THE TASK: For this exercise, write out the whole listing below exactly, omitting its images.

MATERIAL FOR THIS EXERCISE:

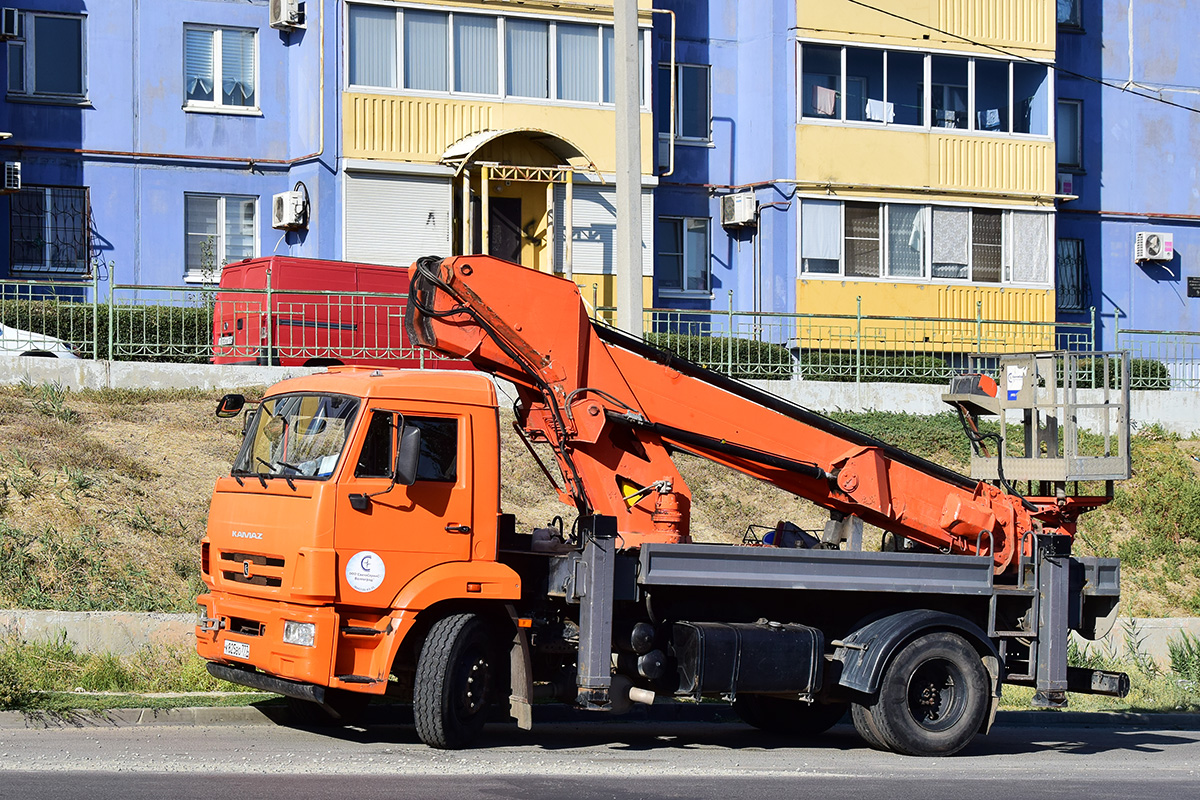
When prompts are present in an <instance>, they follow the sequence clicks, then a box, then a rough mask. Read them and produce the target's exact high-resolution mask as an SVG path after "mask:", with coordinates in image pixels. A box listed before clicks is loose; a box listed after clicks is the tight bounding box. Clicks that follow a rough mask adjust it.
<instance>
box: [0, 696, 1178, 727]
mask: <svg viewBox="0 0 1200 800" xmlns="http://www.w3.org/2000/svg"><path fill="white" fill-rule="evenodd" d="M288 717H289V714H288V709H287V705H284V704H283V703H282V702H275V700H260V702H259V703H258V705H234V706H205V708H182V709H110V710H107V711H85V710H80V711H55V712H50V711H0V729H20V728H128V727H137V726H174V727H216V726H276V724H288V721H289V720H288ZM602 720H619V721H622V722H629V723H638V722H692V723H695V722H738V717H737V715H736V714H734V712H733V710H732V708H731V706H728V705H725V704H719V703H703V704H692V703H661V704H658V705H652V706H640V708H637V709H635V710H634V711H631V712H630V714H626V715H624V716H622V717H606V716H604V715H600V714H595V712H588V711H581V710H578V709H574V708H570V706H566V705H538V706H534V723H535V724H538V723H540V724H552V723H586V722H595V721H602ZM493 721H494V722H500V721H503V718H502V717H500V716H497V718H496V720H493ZM366 723H367V724H368V726H410V724H412V723H413V710H412V706H408V705H372V706H370V708H368V710H367V720H366ZM1050 726H1054V727H1062V726H1069V727H1081V728H1096V727H1108V728H1147V727H1152V728H1169V729H1176V730H1200V714H1134V712H1117V711H1112V712H1109V711H1000V712H997V714H996V727H1002V728H1040V727H1050Z"/></svg>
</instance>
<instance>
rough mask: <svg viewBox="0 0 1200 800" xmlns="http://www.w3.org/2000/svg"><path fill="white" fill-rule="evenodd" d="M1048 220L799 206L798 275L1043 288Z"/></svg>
mask: <svg viewBox="0 0 1200 800" xmlns="http://www.w3.org/2000/svg"><path fill="white" fill-rule="evenodd" d="M1051 219H1052V215H1050V213H1046V212H1044V211H1018V210H1001V209H965V207H952V206H928V205H917V204H912V203H863V201H845V203H844V201H840V200H823V199H822V200H818V199H811V200H810V199H803V200H802V201H800V272H802V275H806V276H814V277H821V276H826V277H835V278H836V277H845V278H883V279H895V278H900V279H920V278H924V277H932V278H934V279H937V281H970V282H972V283H982V284H988V283H994V284H995V283H1018V284H1036V285H1048V284H1049V282H1050V270H1049V265H1050V237H1051V230H1052V224H1051ZM660 235H661V234H660Z"/></svg>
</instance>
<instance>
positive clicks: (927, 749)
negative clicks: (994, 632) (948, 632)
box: [859, 632, 990, 756]
mask: <svg viewBox="0 0 1200 800" xmlns="http://www.w3.org/2000/svg"><path fill="white" fill-rule="evenodd" d="M988 680H989V679H988V670H986V669H985V668H984V666H983V661H982V660H980V658H979V654H978V652H976V650H974V648H972V646H971V645H970V644H968V643H967V642H966V639H964V638H962V637H961V636H958V634H956V633H946V632H942V633H929V634H926V636H923V637H920V638H918V639H914V640H913V642H911V643H908V644H907V645H905V648H904V649H902V650H901V651H900V652H899V654H898V655H896V657H895V658H894V660H893V661H892V663H890V664H888V668H887V670H886V672H884V673H883V681H882V684H881V686H880V697H878V700H877V702H876V703H875V705H872V706H871V708H870V709H869V714H870V717H871V721H872V722H874V723H875V730H876V732H877V733H878V738H880V739H881V740H882V744H884V745H887V746H888V748H889V750H894V751H895V752H898V753H904V754H906V756H950V754H953V753H956V752H959V751H960V750H962V748H964V747H966V746H967V744H968V742H970V741H971V740H972V739H974V736H976V734H977V733H978V732H979V728H980V727H982V726H983V722H984V717H985V716H986V714H988V703H989V697H990V692H989V688H988ZM859 733H862V729H860V730H859ZM868 740H870V738H868Z"/></svg>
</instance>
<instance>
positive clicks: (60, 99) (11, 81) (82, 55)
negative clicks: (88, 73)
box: [5, 11, 88, 106]
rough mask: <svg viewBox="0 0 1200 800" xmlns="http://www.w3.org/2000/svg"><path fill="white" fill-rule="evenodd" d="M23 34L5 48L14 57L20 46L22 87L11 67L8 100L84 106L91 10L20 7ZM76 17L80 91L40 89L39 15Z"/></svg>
mask: <svg viewBox="0 0 1200 800" xmlns="http://www.w3.org/2000/svg"><path fill="white" fill-rule="evenodd" d="M19 13H20V37H19V38H14V40H10V41H8V43H7V48H6V50H5V55H6V58H7V59H8V60H10V61H11V59H12V52H13V50H14V49H20V50H22V54H20V62H22V76H20V78H22V84H20V88H19V89H14V88H13V86H12V73H11V71H10V74H8V78H7V83H6V85H5V95H6V97H7V100H16V101H19V102H38V103H54V104H65V106H82V104H86V103H88V14H71V13H61V12H53V11H20V12H19ZM38 18H54V19H73V20H78V23H79V94H74V92H52V91H37V88H36V84H37V66H36V64H37V41H36V37H35V36H34V31H35V30H36V25H35V23H34V20H35V19H38Z"/></svg>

SOLUTION BELOW:
When prompts are present in an <instance>, they follow the sequence clicks, then a box, then a rough mask. Read them and produce the target's exact high-resolution mask as an SVG path after "mask:", with coordinates in image pixels. A box listed before clicks is loose; a box listed after clicks is the tight bounding box. Clicks that follow a rough mask adjust it.
<instance>
box: [0, 696, 1178, 727]
mask: <svg viewBox="0 0 1200 800" xmlns="http://www.w3.org/2000/svg"><path fill="white" fill-rule="evenodd" d="M288 717H289V714H288V709H287V705H284V704H283V703H282V702H275V700H260V702H259V703H258V705H234V706H205V708H182V709H110V710H107V711H85V710H80V711H55V712H50V711H0V729H20V728H128V727H137V726H174V727H216V726H276V724H288V721H289V720H288ZM602 720H619V721H622V722H629V723H638V722H692V723H695V722H738V717H737V715H736V714H734V712H733V710H732V708H731V706H728V705H725V704H719V703H703V704H692V703H661V704H658V705H652V706H640V708H637V709H635V710H634V711H631V712H630V714H626V715H624V716H622V717H606V716H604V715H600V714H595V712H588V711H581V710H578V709H574V708H570V706H566V705H538V706H534V723H535V724H538V723H540V724H552V723H586V722H595V721H602ZM493 721H494V722H500V721H503V718H502V717H500V716H497V718H496V720H493ZM366 723H367V724H368V726H410V724H412V723H413V710H412V706H408V705H372V706H370V708H368V710H367V720H366ZM1050 726H1054V727H1062V726H1069V727H1081V728H1096V727H1108V728H1147V727H1152V728H1169V729H1176V730H1200V714H1134V712H1117V711H1112V712H1109V711H1000V712H997V714H996V727H1002V728H1040V727H1050Z"/></svg>
</instance>
<instance>
rough mask: <svg viewBox="0 0 1200 800" xmlns="http://www.w3.org/2000/svg"><path fill="white" fill-rule="evenodd" d="M1048 220L799 206L798 275L1043 288Z"/></svg>
mask: <svg viewBox="0 0 1200 800" xmlns="http://www.w3.org/2000/svg"><path fill="white" fill-rule="evenodd" d="M1051 219H1052V215H1050V213H1046V212H1044V211H1018V210H1001V209H965V207H952V206H928V205H917V204H912V203H863V201H845V203H844V201H840V200H823V199H822V200H818V199H811V200H810V199H803V200H802V201H800V272H802V275H806V276H814V277H821V276H826V277H835V278H836V277H845V278H883V279H895V278H900V279H920V278H924V277H932V278H934V279H937V281H970V282H972V283H982V284H988V283H994V284H995V283H1018V284H1036V285H1048V284H1049V282H1050V270H1049V265H1050V237H1051V230H1052V224H1051ZM660 235H661V234H660Z"/></svg>
</instance>
<instance>
positive clicks: (927, 749)
negative clicks: (994, 632) (948, 632)
box: [859, 632, 990, 756]
mask: <svg viewBox="0 0 1200 800" xmlns="http://www.w3.org/2000/svg"><path fill="white" fill-rule="evenodd" d="M988 680H989V679H988V670H986V669H985V668H984V666H983V661H982V660H980V658H979V654H978V652H976V650H974V648H972V646H971V645H970V644H968V643H967V642H966V639H964V638H962V637H961V636H958V634H956V633H946V632H942V633H929V634H926V636H923V637H920V638H918V639H914V640H913V642H911V643H908V644H907V645H905V648H904V649H902V650H901V651H900V652H899V654H898V655H896V657H895V658H894V660H893V661H892V663H890V664H888V668H887V670H886V672H884V673H883V681H882V684H881V686H880V697H878V700H877V702H876V703H875V705H872V706H871V708H870V709H869V714H870V717H871V721H872V722H874V723H875V730H876V732H877V733H878V738H880V739H881V740H882V744H884V745H887V746H888V748H889V750H894V751H895V752H898V753H904V754H906V756H950V754H953V753H956V752H959V751H960V750H962V748H964V747H966V746H967V744H968V742H970V741H971V740H972V739H974V736H976V734H977V733H978V732H979V728H980V727H982V726H983V722H984V717H985V716H986V714H988V703H989V697H990V692H989V688H988ZM859 733H862V729H860V730H859ZM868 740H870V738H868Z"/></svg>
</instance>
<instance>
positive clicks: (60, 99) (11, 81) (82, 55)
negative clicks: (88, 73)
box: [5, 11, 88, 106]
rough mask: <svg viewBox="0 0 1200 800" xmlns="http://www.w3.org/2000/svg"><path fill="white" fill-rule="evenodd" d="M23 34L5 48L14 57L20 46L22 87L11 67L8 100L84 106L91 10L20 7ZM76 17L80 91L40 89L39 15Z"/></svg>
mask: <svg viewBox="0 0 1200 800" xmlns="http://www.w3.org/2000/svg"><path fill="white" fill-rule="evenodd" d="M19 13H20V37H19V38H14V40H10V41H8V43H7V48H6V50H5V55H6V58H7V59H8V60H10V61H11V59H12V52H13V50H14V49H20V50H22V54H20V62H22V76H20V78H22V84H20V88H19V89H14V88H13V86H12V73H11V71H10V74H8V78H7V83H6V85H5V95H6V97H7V100H16V101H19V102H38V103H54V104H65V106H82V104H86V103H88V14H71V13H61V12H53V11H20V12H19ZM38 18H54V19H73V20H78V23H79V94H74V92H52V91H37V88H36V84H37V66H36V64H37V41H36V37H35V36H34V31H35V30H36V25H35V23H34V20H35V19H38Z"/></svg>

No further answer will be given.